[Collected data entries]
- - -

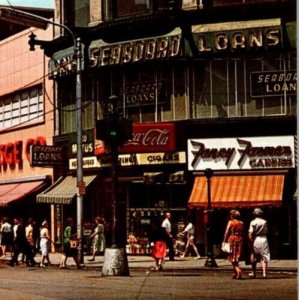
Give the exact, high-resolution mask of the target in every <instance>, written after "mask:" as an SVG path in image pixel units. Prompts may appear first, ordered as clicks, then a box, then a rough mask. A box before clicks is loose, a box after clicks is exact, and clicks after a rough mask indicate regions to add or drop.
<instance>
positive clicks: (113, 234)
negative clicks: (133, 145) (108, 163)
mask: <svg viewBox="0 0 299 300" xmlns="http://www.w3.org/2000/svg"><path fill="white" fill-rule="evenodd" d="M110 149H111V202H112V203H111V204H112V228H111V229H112V232H111V233H112V236H111V243H112V245H111V248H117V245H116V239H115V229H116V203H117V183H118V174H117V165H118V146H117V145H116V144H114V143H112V144H111V145H110Z"/></svg>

- - -

◆ **Task brief**: Using the data above, return each line that includes the word "instance".

◆ **Task response**:
Give the exact, high-resolution mask of the target in every <instance>, written after "mask:" as an SVG path in image pixel units. Prompts may appear first, ordered as clicks, then a box, then a rough mask. A box before clicks is loose, a box after clicks is exact, and clicks after a rough mask indicate regions to add or drop.
<instance>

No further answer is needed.